### [Extracted text]
------------------------
Arts on Sunday

Of the several publications in literature and culture coming out of the Oxford University Press (OUP) for 2007 and 2008, there are many that are of particular interest.

One of these is an anniversary publication about one of the foremost modern dramatists. On April 13, 2006, Irish playwright Samuel Beckett, who died on December 22, 1989, would have been 100 years old. OUP produced two books to mark this. The first was Beckett and Badiou: The Pathos of Intermittency (January 2007) by Andrew Gibson and the second, Beckett at 100: Revolving It All by Linda Ben-Zvi and Angela Moorjani, dated for release in April 2008.

Beckett was born in Dublin where he studied for his BA, but moved to France soon after and built his career there. His first publication was poetry and he was also a fiction writer (novels and short stories), as well as a writer of critical essays. His last work was a collection of short stories and some of his most famous works were published in French, including the plays En Attendant Godot (Waiting for Godot), 1952, Acte Sans Paroles (Act Without Words) 1957 and Fin de Partie (Endgame). After all, he remained in France his entire life and had a strong interest in Descartes and the Italian, Dante. Beckett was most celebrated as the foremost proponent of Theatre of the Absurd or Absurdist drama, a theory articulated by critic Martin Esslin, and Waiting for Godot has been acclaimed as the first and quintessential Absurdist play. This drama had a very significant performance among inmates in an asylum. Beckett’s influence on modern literature was powerful as he has been described as the last ‘modernist’ and the first ‘post-modernist.’ He won the Nobel Prize for Literature in 1969.

This is how Oxford describes Beckett at 100… “To commemorate the centenary of the birth of Samuel Beckett, this book, containing twenty three essays by leading international Beckett scholars, rethinks traditional critical assumptions, readings and theories concerning the Beckett canon, provides new contexts and associations, and reassesses his impact on the modern imagination and legacy to future generations.”

Guyana has, in the past, been much influenced by the work and example of Mahatma Gandhi and now, at a particularly vulnerable interlude, his spirit is yet again being invoked, or is badly needed. There has never been any waning of interest in his work, however, and Oxford has announced another book, The Essential Writings: Mahatma Gandhi, edited by Judith M Brown (April 2008). The quotation “those who say that religion has nothing to do with politics do not know what religion means,” is highlighted by the publishers to introduce it. They continue: “this new selection of Gandhi’s writings taken from his books, articles, letters and interviews sets out his views on religion, politics, society, non-violence and civil disobedience. Judith M Brown’s excellent introduction and notes examine his philosophy and the political context in which he wrote.” It is one of the Oxford World’s Classics.
------------------------
### [Written tasks]
A. According to the arts column, in what year did Samuel Beckett win the Nobel Prize for Literature?
B. Shorten the paragraph of the arts column that begins "One of these is an anniversary publication," keeping its main facts.
C. For each statement, answer yes or no according to the arts column, and quote the words that decide it. (i) Beckett studied for his BA in Dublin. (ii) Beckett at 100 contains thirty essays. (iii) The Gandhi collection belongs to the Oxford World's Classics.

### [Extracted records]
------------------------
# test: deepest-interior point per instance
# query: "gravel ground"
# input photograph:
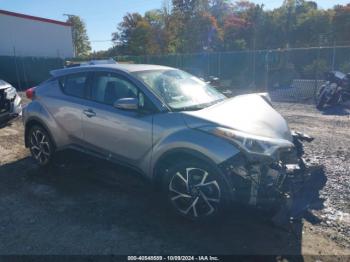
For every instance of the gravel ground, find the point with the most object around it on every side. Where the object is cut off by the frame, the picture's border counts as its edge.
(85, 206)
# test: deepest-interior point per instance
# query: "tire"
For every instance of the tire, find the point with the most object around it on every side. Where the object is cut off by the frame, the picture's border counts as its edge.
(196, 190)
(40, 145)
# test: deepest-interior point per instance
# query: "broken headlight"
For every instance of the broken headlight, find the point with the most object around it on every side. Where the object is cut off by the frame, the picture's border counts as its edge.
(10, 93)
(252, 144)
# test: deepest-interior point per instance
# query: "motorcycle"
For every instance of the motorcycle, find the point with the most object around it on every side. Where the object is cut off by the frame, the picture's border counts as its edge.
(336, 90)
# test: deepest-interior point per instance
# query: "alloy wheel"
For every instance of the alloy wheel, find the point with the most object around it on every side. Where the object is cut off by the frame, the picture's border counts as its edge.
(195, 193)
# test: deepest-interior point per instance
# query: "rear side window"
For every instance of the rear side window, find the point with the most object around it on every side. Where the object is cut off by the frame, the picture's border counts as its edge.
(74, 85)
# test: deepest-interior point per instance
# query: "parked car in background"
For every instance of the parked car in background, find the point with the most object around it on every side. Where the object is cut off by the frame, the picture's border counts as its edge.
(336, 89)
(10, 102)
(204, 150)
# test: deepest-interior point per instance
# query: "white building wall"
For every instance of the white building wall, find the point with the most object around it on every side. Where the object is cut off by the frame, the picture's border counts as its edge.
(27, 37)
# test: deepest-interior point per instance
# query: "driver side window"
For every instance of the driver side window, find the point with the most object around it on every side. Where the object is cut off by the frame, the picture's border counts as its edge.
(108, 88)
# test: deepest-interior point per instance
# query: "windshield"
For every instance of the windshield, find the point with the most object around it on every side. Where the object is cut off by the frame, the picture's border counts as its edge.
(180, 90)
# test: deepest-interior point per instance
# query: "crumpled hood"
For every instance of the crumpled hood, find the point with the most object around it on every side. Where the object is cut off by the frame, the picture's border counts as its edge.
(247, 113)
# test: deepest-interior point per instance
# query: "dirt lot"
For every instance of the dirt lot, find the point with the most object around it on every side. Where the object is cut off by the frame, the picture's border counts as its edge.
(86, 206)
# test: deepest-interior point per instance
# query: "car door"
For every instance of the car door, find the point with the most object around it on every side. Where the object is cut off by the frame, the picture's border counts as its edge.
(66, 106)
(123, 134)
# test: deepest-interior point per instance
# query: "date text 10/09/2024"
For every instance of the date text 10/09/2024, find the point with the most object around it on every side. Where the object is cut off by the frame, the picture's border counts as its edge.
(173, 258)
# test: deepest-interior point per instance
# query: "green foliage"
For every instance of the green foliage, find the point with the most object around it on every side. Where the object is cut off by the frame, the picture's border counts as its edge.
(80, 38)
(194, 26)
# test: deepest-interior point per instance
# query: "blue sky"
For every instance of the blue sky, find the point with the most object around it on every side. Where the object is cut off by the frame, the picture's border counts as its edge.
(102, 17)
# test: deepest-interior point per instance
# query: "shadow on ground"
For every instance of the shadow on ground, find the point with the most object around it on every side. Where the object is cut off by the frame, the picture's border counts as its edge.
(85, 206)
(339, 110)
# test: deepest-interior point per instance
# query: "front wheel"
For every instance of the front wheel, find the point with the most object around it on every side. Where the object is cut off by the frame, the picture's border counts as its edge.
(195, 190)
(40, 145)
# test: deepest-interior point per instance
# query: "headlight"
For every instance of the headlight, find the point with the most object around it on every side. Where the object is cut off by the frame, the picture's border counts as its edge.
(10, 93)
(251, 143)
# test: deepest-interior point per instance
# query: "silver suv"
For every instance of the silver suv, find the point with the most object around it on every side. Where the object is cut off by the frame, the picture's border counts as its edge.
(203, 149)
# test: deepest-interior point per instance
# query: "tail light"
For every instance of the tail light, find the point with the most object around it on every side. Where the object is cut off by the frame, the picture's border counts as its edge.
(30, 93)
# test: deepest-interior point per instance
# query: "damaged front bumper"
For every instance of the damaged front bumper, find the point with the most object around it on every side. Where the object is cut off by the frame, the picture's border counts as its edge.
(10, 104)
(267, 184)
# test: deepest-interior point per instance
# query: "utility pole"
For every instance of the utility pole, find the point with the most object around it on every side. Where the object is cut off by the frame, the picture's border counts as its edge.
(73, 33)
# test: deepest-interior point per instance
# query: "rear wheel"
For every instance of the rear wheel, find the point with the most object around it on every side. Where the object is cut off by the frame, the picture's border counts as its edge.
(195, 190)
(40, 145)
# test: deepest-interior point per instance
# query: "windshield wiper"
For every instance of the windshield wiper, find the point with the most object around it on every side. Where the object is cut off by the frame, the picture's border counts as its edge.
(198, 107)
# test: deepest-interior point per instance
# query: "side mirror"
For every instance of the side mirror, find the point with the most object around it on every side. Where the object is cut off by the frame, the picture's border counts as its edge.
(127, 104)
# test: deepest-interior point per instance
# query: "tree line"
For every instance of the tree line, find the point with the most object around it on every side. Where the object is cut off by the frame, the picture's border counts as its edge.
(193, 26)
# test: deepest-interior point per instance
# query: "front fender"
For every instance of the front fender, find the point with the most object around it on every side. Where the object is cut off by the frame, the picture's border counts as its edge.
(209, 146)
(34, 111)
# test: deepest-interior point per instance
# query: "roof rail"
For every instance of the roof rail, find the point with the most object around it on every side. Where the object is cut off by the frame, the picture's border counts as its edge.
(110, 61)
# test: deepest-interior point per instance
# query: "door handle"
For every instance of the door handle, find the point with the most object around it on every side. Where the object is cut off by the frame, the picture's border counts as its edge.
(89, 113)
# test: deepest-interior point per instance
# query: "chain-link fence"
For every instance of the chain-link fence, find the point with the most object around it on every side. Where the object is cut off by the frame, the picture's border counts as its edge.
------------------------
### [Full solutions]
A. 1969

B. To mark the centenary of Irish playwright Samuel Beckett, who died on December 22, 1989, and would have turned 100 on April 13, 2006, OUP produced two books: Beckett and Badiou: The Pathos of Intermittency by Andrew Gibson (January 2007) and Beckett at 100: Revolving It All by Linda Ben-Zvi and Angela Moorjani, due for release in April 2008.

C.
(i) Yes: "Beckett was born in Dublin where he studied for his BA"
(ii) No: "containing twenty three essays by leading international Beckett scholars"
(iii) Yes: "It is one of the Oxford World’s Classics."